═════ Extracted material ═════

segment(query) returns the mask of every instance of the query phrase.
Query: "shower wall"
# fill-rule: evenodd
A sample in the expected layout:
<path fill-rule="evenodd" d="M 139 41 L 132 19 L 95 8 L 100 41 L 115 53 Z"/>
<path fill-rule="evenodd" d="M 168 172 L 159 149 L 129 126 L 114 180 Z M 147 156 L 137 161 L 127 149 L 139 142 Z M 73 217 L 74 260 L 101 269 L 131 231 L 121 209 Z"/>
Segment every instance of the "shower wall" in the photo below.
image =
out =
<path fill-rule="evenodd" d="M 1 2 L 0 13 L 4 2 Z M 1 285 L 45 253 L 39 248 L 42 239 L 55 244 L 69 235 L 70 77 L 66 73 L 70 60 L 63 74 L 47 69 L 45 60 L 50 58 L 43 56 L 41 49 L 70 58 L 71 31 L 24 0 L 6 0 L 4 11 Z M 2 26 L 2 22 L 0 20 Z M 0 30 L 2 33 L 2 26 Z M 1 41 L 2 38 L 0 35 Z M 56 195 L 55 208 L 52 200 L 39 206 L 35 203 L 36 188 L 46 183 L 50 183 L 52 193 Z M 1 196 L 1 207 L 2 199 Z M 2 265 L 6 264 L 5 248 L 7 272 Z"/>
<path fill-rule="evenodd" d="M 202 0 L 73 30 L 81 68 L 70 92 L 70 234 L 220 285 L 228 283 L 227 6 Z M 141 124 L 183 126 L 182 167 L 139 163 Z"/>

═════

To do: Copy all of the rows above word for word, without changing anything.

Solution:
segment(query) returns the mask of every instance of the query phrase.
Query: "shower wall"
# fill-rule: evenodd
A sample in the expected layout:
<path fill-rule="evenodd" d="M 139 41 L 132 19 L 95 8 L 100 41 L 115 53 Z"/>
<path fill-rule="evenodd" d="M 168 172 L 159 149 L 129 126 L 114 180 Z M 147 156 L 137 161 L 127 149 L 139 142 Z M 73 217 L 74 260 L 101 269 L 131 231 L 121 209 Z"/>
Segment every instance of the "shower wall" in the photo below.
image =
out =
<path fill-rule="evenodd" d="M 1 2 L 0 13 L 4 2 Z M 1 285 L 45 253 L 39 248 L 42 239 L 55 244 L 69 235 L 70 77 L 66 73 L 70 60 L 63 74 L 47 69 L 45 60 L 50 58 L 43 56 L 41 49 L 70 58 L 71 31 L 24 0 L 6 0 L 4 11 Z M 2 26 L 2 22 L 0 20 Z M 0 30 L 2 33 L 2 26 Z M 1 41 L 2 38 L 0 35 Z M 56 195 L 55 208 L 52 200 L 39 206 L 35 203 L 36 188 L 46 183 L 50 183 L 52 193 Z M 1 196 L 1 207 L 2 199 Z M 2 265 L 6 264 L 5 248 L 7 272 Z"/>
<path fill-rule="evenodd" d="M 202 0 L 73 30 L 81 68 L 70 92 L 70 234 L 220 285 L 228 283 L 227 6 Z M 141 124 L 183 126 L 182 167 L 139 163 Z"/>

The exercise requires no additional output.